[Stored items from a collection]
((

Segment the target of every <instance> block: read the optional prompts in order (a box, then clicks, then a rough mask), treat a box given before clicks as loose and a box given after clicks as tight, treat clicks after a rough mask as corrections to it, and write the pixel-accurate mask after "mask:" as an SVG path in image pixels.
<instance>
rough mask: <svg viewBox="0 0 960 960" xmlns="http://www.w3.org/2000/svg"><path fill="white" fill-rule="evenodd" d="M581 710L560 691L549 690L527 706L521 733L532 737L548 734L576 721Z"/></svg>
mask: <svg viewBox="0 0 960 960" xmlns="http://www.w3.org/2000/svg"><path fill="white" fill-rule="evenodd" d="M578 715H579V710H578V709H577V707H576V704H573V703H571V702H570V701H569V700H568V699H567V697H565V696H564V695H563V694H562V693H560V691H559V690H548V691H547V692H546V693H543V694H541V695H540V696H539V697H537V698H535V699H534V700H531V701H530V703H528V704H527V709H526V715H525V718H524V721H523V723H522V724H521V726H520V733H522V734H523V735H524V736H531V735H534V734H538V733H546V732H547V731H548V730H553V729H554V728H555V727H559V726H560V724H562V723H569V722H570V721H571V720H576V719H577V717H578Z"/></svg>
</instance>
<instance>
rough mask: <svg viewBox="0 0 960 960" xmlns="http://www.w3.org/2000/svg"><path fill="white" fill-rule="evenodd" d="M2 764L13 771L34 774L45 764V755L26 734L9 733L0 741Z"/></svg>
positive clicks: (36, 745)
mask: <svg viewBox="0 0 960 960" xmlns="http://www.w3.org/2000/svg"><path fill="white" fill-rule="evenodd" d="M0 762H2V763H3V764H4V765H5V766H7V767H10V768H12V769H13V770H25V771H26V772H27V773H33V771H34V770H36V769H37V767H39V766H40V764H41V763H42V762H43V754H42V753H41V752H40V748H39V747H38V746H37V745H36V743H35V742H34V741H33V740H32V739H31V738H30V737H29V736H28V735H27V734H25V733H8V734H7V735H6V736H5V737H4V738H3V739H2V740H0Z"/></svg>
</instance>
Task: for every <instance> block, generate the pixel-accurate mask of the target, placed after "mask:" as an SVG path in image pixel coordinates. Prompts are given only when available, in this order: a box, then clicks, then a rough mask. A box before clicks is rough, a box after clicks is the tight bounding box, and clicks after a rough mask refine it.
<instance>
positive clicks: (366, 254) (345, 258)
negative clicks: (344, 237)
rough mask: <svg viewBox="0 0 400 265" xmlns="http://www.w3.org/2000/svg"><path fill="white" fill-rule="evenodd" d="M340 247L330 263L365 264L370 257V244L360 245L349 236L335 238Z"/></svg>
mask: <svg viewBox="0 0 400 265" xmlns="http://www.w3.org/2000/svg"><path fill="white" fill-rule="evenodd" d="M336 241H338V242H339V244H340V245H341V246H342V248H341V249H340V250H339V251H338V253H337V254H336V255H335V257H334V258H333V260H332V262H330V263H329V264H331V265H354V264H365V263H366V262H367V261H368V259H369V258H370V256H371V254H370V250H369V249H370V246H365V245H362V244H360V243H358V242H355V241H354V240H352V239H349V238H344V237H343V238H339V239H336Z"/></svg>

))

**ABOUT THIS EXERCISE:**
Using the data above, establish how many lines include the word "block"; the reply is that number only.

**ANSWER TO THE EXERCISE:**
2